Rewrite the entries starting at the line that contains "[spot] the fire department" and ending at the last of the entries, changing "railing post" to "fence post" and keeping everything else the same. Leave the pictures out of your answer.
## Start AVAILABLE DATA
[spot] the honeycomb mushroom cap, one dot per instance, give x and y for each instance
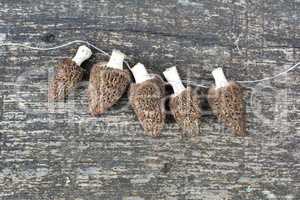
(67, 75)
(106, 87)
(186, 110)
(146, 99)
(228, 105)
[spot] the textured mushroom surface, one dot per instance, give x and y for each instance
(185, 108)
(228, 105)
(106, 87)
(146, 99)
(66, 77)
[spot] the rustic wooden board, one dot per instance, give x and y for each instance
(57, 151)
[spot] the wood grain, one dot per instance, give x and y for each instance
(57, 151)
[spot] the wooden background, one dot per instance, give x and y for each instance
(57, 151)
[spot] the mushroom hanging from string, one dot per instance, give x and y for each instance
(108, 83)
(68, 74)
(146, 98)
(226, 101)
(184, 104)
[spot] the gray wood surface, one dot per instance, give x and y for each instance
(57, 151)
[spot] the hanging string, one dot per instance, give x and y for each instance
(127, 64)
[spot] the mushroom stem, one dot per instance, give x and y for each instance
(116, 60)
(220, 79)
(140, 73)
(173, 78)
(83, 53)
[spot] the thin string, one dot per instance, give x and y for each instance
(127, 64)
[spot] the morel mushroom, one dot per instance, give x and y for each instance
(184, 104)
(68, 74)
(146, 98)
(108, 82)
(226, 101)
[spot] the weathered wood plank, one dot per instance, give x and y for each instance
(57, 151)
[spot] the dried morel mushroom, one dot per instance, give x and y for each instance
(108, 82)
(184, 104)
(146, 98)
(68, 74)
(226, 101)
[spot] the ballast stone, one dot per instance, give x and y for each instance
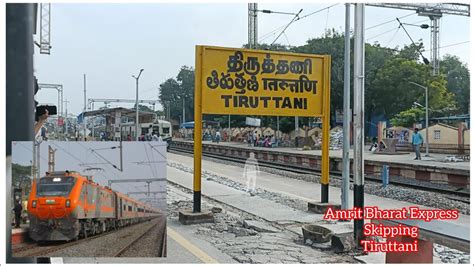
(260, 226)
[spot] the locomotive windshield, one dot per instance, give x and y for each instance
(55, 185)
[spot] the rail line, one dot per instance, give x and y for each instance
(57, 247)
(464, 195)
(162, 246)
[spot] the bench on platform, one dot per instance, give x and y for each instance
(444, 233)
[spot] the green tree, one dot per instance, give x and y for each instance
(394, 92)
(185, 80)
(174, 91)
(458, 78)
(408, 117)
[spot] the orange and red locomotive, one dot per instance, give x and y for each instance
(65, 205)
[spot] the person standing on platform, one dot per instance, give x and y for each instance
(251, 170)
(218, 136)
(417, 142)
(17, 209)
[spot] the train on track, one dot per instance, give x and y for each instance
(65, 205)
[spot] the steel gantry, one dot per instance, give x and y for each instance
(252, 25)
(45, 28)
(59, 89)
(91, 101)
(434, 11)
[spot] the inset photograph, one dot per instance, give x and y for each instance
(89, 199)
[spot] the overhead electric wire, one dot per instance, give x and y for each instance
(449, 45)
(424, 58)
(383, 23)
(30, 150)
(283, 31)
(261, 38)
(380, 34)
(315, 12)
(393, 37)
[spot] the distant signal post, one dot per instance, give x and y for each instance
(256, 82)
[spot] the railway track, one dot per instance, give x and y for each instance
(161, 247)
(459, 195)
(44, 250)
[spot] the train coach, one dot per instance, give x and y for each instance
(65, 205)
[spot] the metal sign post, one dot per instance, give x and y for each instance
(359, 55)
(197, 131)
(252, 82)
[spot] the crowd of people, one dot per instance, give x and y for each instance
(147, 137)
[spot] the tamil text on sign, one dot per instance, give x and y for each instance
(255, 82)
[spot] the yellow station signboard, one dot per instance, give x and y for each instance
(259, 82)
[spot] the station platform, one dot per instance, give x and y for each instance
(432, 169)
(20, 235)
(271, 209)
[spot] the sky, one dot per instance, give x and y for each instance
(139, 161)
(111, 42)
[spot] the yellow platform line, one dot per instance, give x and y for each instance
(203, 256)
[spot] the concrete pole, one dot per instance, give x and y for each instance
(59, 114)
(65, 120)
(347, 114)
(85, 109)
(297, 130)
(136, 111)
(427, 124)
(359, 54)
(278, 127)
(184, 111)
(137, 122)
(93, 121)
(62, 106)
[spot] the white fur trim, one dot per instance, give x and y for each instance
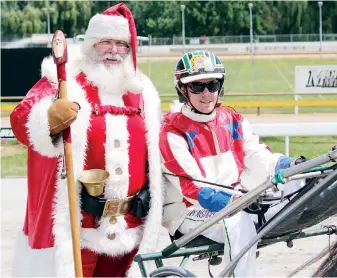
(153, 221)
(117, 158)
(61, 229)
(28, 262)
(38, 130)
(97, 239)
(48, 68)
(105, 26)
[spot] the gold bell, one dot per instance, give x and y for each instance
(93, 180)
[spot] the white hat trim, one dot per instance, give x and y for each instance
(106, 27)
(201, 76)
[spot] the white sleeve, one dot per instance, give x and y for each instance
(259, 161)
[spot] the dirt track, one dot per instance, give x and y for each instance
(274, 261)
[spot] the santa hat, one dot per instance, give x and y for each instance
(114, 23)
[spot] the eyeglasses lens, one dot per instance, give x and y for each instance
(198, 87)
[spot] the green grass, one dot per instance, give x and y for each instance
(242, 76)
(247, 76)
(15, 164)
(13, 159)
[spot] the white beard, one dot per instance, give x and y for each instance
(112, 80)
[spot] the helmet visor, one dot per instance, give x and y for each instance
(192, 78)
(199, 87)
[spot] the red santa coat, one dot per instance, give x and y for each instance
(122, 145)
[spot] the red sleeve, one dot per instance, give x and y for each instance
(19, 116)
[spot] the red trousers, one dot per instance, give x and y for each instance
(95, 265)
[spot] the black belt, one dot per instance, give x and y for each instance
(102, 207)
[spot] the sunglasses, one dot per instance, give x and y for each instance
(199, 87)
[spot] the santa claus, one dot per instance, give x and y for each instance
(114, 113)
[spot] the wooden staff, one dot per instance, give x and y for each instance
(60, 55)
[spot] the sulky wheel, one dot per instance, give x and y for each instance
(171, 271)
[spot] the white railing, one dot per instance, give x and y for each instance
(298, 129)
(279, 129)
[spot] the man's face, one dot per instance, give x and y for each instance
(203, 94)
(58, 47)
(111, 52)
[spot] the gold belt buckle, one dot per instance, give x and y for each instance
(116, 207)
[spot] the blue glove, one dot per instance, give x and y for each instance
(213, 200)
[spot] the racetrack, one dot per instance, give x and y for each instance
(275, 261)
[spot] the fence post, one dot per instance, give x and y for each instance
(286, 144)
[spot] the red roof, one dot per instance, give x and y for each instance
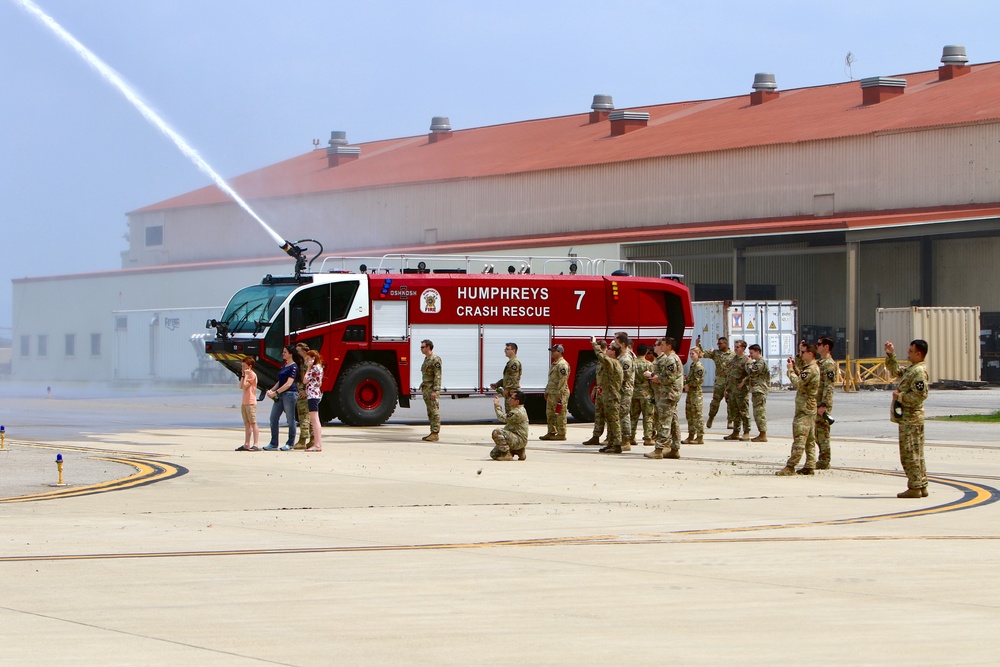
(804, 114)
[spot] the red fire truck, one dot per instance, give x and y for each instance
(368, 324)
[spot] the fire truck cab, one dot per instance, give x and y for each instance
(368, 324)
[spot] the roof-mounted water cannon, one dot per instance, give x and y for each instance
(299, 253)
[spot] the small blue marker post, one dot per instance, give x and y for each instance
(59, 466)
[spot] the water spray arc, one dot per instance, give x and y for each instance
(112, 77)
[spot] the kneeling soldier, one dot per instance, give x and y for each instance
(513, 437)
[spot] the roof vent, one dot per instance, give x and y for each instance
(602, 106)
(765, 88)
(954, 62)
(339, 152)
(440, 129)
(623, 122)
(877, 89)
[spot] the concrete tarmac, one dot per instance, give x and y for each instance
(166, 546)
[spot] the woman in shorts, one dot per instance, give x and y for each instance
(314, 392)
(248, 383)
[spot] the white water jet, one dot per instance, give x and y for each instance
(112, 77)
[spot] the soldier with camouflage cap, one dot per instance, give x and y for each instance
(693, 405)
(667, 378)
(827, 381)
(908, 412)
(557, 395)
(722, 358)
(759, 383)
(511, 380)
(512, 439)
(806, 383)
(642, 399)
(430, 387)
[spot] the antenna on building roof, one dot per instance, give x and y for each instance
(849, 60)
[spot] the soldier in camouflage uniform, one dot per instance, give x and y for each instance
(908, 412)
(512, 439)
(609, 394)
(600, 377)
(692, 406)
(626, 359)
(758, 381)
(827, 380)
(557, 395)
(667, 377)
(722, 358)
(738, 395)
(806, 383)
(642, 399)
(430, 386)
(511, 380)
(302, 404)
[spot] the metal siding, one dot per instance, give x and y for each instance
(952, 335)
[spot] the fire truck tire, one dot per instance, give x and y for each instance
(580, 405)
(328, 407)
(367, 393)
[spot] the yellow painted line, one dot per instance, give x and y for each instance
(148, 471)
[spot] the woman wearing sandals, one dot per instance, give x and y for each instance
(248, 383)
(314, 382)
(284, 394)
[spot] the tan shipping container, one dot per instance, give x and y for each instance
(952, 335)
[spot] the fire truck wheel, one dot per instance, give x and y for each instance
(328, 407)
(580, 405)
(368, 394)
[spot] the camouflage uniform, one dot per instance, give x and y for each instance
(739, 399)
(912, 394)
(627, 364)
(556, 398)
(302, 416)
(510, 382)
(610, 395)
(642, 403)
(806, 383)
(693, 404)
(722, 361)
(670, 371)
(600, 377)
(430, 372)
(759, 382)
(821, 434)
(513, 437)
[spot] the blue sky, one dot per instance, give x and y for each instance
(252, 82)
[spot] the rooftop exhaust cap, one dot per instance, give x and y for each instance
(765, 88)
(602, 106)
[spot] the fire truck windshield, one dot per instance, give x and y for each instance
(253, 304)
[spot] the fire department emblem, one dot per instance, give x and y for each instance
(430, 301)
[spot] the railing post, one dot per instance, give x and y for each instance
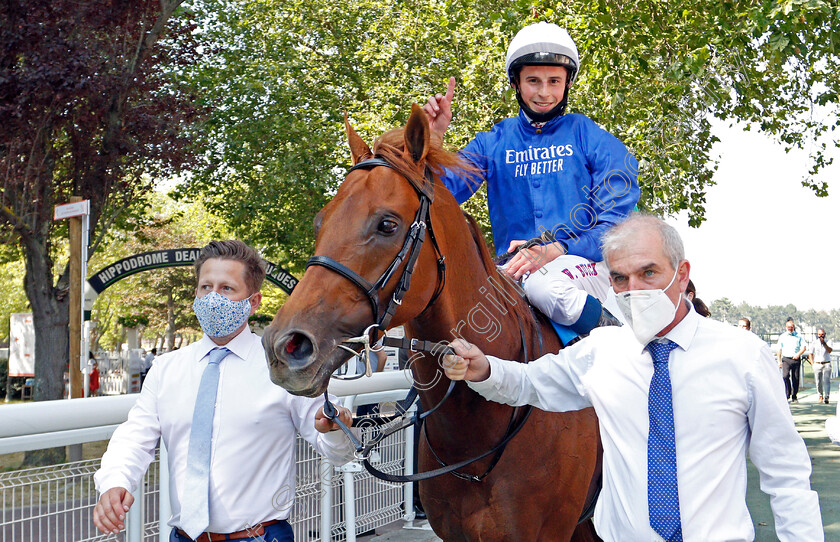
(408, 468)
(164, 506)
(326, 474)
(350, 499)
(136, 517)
## End AVAILABLE DATA
(OUTPUT FOR THIS EXERCISE)
[spot] the fire department emblem, one dot per instance, give x and y for each instance
(430, 301)
[spot] the fence post, one dot per instance, give x and y for each instance
(408, 468)
(164, 506)
(326, 474)
(350, 499)
(136, 517)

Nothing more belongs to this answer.